Textauszug:
━━━

Wir hatten dem Genossen Kautsky vorgeworfen, bei seiner Untersuchung der Aktion der Masse habe er sein marxistisches Rüstzeug zu Hause gelassen und die Fehlerhaftigkeit seiner Methode ergehe sich schon sofort daraus, daß er zu keinem bestimmten Resultat komme. Kautsky antwortet darauf:

„Mit nichten. Ich habe das Ergebnis meiner Untersuchung sehr bestimmt dahin formuliert, daß jene unorganisierte Masse, die ich untersuche, höchst unberechenbarer Natur sei“ (S. 655)

━━━

Erfasste Daten:

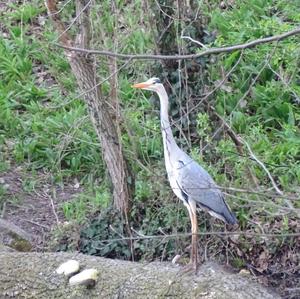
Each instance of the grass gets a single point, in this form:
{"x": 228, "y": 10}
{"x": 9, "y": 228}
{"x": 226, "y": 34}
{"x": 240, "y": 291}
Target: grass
{"x": 44, "y": 123}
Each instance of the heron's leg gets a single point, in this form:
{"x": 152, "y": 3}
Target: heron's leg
{"x": 194, "y": 252}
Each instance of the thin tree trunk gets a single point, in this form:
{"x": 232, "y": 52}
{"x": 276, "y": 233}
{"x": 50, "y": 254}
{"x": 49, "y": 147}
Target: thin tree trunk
{"x": 101, "y": 111}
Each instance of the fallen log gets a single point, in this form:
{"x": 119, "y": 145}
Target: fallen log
{"x": 33, "y": 275}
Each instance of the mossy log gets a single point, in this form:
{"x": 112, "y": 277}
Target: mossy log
{"x": 33, "y": 275}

━━━

Arbeitsauftrag:
Schreiben Sie den Textauszug oben über Kautskys Erwiderung vollständig und Wort für Wort ab.

Schriftliche Antwort:
Wir hatten dem Genossen Kautsky vorgeworfen, bei seiner Untersuchung der Aktion der Masse habe er sein marxistisches Rüstzeug zu Hause gelassen und die Fehlerhaftigkeit seiner Methode ergehe sich schon sofort daraus, daß er zu keinem bestimmten Resultat komme. Kautsky antwortet darauf:

„Mit nichten. Ich habe das Ergebnis meiner Untersuchung sehr bestimmt dahin formuliert, daß jene unorganisierte Masse, die ich untersuche, höchst unberechenbarer Natur sei“ (S. 655)